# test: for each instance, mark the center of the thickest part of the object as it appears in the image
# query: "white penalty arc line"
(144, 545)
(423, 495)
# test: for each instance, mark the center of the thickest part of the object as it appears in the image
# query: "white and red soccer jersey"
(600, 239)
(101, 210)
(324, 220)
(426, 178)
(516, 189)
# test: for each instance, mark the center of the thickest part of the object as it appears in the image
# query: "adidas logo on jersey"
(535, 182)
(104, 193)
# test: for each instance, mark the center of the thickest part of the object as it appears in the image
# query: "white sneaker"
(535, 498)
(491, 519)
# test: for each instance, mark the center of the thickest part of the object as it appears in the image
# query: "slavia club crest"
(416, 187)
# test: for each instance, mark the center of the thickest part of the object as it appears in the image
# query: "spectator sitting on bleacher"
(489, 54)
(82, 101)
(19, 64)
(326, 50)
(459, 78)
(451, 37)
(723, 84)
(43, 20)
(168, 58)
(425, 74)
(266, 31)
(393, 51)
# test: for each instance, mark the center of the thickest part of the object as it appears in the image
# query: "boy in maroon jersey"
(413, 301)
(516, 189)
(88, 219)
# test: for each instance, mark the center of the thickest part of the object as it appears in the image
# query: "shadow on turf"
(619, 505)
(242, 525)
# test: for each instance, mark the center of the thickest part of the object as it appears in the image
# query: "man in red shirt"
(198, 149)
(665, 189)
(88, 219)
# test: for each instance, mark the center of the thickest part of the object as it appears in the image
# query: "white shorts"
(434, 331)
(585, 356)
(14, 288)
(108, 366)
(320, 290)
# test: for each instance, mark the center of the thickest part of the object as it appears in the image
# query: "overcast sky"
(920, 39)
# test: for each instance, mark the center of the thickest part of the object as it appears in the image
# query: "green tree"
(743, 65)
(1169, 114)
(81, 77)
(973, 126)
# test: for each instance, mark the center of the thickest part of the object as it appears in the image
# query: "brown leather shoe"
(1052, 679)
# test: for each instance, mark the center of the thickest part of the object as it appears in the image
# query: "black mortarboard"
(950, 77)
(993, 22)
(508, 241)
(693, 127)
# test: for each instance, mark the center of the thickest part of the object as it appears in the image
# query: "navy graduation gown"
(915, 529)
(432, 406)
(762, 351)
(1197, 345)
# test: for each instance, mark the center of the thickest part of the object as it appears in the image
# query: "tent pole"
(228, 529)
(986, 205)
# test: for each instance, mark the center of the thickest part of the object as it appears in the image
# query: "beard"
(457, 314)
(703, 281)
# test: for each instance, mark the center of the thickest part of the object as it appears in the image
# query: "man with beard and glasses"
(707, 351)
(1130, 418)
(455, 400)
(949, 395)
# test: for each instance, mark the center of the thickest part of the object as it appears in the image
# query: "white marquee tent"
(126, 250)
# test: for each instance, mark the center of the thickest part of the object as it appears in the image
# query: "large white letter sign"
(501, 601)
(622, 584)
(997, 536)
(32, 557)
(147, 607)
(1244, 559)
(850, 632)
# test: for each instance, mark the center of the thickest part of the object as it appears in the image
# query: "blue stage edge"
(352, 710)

■ ■ ■ ■

**GOAL**
From the listing above, extract every line exactly as it stands.

**REPLY**
# test: for each instance, mark the center of the thickest part of the object as it appears in the image
# query: "white penalty arc line"
(144, 545)
(423, 495)
# test: for each instance, mark the center of the thickest part of the object as it appears in the image
# query: "white and red soccer jersey"
(600, 239)
(101, 210)
(324, 220)
(426, 178)
(516, 189)
# test: for each instance, mark the center of the thickest part of the object as it appears in the image
# query: "adidas logo on jersey"
(535, 182)
(104, 193)
# test: for each instance, mark the center of the thickest part of the object as it appears in the image
# query: "white sneaker"
(535, 498)
(491, 519)
# test: for each instance, mark the center of the thickest part of the object as it appears in the image
# query: "slavia club crest"
(416, 187)
# test: for each instance, mark the center of the thickest part of the object as it appears in the image
# query: "spectator sitting on bleacher"
(489, 54)
(82, 101)
(19, 64)
(326, 50)
(459, 78)
(451, 37)
(723, 84)
(43, 20)
(168, 58)
(425, 74)
(266, 31)
(393, 51)
# test: for each instance, mark the center of the thickest part of the object as it appears in the image
# query: "boy in maroon jersey"
(413, 301)
(516, 189)
(88, 219)
# test: for each instance, mark the center of the thickest part of the object as it appears in the image
# query: "shadow on turf"
(619, 505)
(242, 525)
# test: for each instance, mark the center of the thickest part of the object as it appears in the image
# query: "man in red shirt"
(198, 149)
(665, 189)
(88, 219)
# test: for each instance, mark the center of the thickest part of the object as it appears in the image
# query: "white shorts"
(434, 331)
(585, 356)
(14, 288)
(108, 366)
(320, 290)
# test: for each instance, mark the center of the thickest part of the object as it appears in the image
# query: "overcast sky"
(920, 39)
# test: for each instance, mark the center of the thickest part of the object as it appears in the image
# query: "green tree"
(743, 65)
(1169, 114)
(81, 77)
(973, 126)
# test: for each instance, mark the center of the thickest part of the object as it appears in the image
# query: "brown leather shoe"
(1052, 679)
# test: for each instance, mark the center of the thickest part of the object as it appears in the image
# query: "black mortarboard"
(950, 77)
(993, 22)
(508, 241)
(693, 127)
# test: for each instance, mark the center of the thickest part of the object as it appears in the image
# query: "navy graduation gown"
(915, 529)
(432, 406)
(762, 351)
(1197, 345)
# test: for each instance, mark the center of the thickest part of the object as it appears in the image
# query: "tent pole"
(228, 529)
(986, 205)
# test: for each instance, mark the center of the thickest part of the object as it appears in the image
# query: "beard"
(457, 314)
(703, 281)
# test: for each instance, mark the center of the thickest part of the object as it appears in the image
# query: "man with beard and glasses"
(707, 351)
(1130, 418)
(455, 400)
(949, 395)
# test: for each instance, mark the center of the thickest part of the object as it appears in the image
# query: "white marquee tent"
(126, 250)
# test: for each instance, mark the center of the thickest part of the object as it appears in the image
# query: "large white letter sign"
(501, 601)
(622, 584)
(997, 536)
(32, 557)
(147, 607)
(1244, 559)
(850, 632)
# test: for each instance, mark the center of the thickest part of the object as it appears in the image
# query: "blue stage edge"
(352, 710)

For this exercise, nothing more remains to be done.